Text shown -
_ _ _

Oxygen – The bioeconomy’s forgotten element?

Oxygen does play an important role in fuel additives such as ethanol, where its presence enhances fuel combustion and thereby reduces exhaust emissions

Bioeconomy discussions are typically centred around carbon. How to reduce carbon emissions? How to increase soil carbon? What about carbon sequestration? How do we support low carbon fuel development? These are all common questions.

In recent years there’s been a newcomer to these discussions, hydrogen has entered the debate with proponents and detractors questioning the potential and value of a future hydrogen economy.

However, the most abundant element on earth and the second most abundant in biomass, is rarely a topic of conversation. The reason behind this lies in the focus of the bioeconomy on the supply of biofuels and bioenergy.

_ _ _

Stored records -
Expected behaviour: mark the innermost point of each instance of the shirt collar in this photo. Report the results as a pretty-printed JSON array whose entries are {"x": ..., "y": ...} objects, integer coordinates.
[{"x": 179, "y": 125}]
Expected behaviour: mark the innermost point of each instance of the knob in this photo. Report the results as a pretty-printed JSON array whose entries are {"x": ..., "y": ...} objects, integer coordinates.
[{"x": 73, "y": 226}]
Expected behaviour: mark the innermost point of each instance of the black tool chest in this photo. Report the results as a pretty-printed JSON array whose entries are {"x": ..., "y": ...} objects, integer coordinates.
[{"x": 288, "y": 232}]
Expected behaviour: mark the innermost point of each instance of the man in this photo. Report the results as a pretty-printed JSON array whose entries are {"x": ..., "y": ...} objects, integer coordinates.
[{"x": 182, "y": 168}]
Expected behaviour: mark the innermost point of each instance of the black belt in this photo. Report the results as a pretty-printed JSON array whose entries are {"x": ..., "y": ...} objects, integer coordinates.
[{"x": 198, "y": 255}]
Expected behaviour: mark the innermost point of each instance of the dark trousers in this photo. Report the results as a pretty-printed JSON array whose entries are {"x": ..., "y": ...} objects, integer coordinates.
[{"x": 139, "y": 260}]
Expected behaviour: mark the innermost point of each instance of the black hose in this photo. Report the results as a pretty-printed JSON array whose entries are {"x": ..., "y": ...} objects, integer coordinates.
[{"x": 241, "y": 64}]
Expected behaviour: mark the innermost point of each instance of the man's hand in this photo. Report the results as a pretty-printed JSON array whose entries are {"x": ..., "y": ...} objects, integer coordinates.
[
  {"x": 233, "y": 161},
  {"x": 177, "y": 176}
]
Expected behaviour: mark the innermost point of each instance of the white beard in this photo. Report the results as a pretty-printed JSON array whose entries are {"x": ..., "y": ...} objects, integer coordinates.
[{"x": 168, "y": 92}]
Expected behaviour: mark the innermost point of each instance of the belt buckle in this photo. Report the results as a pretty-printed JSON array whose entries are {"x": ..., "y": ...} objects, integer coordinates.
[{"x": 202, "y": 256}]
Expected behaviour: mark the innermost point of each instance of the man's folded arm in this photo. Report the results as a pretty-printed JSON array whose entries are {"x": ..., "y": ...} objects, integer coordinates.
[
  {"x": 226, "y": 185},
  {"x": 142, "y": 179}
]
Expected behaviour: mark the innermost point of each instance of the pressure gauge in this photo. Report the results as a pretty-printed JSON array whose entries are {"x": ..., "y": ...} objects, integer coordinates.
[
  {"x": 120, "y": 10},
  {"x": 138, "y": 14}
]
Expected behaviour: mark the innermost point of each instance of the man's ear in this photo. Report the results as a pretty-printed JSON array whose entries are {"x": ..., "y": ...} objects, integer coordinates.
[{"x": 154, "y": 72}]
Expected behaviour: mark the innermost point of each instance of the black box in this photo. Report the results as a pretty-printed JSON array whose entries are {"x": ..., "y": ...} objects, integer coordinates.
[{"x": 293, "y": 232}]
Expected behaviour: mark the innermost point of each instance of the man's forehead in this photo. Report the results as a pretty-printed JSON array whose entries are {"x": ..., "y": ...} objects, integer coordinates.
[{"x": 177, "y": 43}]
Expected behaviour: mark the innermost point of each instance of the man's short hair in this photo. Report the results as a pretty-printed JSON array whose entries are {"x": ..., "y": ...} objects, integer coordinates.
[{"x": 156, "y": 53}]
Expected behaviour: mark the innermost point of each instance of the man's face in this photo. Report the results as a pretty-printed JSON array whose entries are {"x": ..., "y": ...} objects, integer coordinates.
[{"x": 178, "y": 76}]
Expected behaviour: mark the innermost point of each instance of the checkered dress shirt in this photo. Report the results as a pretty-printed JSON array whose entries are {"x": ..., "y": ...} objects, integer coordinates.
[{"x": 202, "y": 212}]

_ _ _

Task requirements -
- 1) In the text on oxygen and the bioeconomy, what does oxygen's presence in fuel additives such as ethanol do?
- 2) Carry on the text on oxygen and the bioeconomy from where it stops.

Final results -
- 1) It enhances fuel combustion and thereby reduces exhaust emissions.

- 2)
Fuel and energy

The production of liquid biofuels has a focus on replicating and displacing fossil fuels used in transport e.g. petrol and diesel in road transport, bunker fuel for shipping and jet fuel in aviation.

All fossil fuels are hydrocarbons, composed of carbon and hydrogen, simply varying in the carbon to hydrogen ratio or the way in which the carbons are connected. What all fossil fuels have in common is an absence of oxygen.

The presence of oxygen in biofuels such as ethanol and fatty acid methyl esters (FAME) is regarded as a detriment to the fuel, reducing calorific content and the cause of issues with fuel stability or hygroscopicity (i.e. their tendency to absorb water). However, oxygen does play an important role in fuel additives such as ethanol, where its presence enhances fuel combustion and thereby reduces exhaust emissions. The presence of oxygen in some biofuels creates challenges in blending these fuels with fossil fuels, creating what is known as a blend wall. To overcome these issues, biofuels development has focussed on the production of fungible fuels where the oxygen in biomass feedstock is removed. As a result the biofuel can now theoretically be blended up to 100% with fossil fuel. For example the production of hydrogenated vegetable oil (HVO) is favoured over the production of FAME as a diesel replacement.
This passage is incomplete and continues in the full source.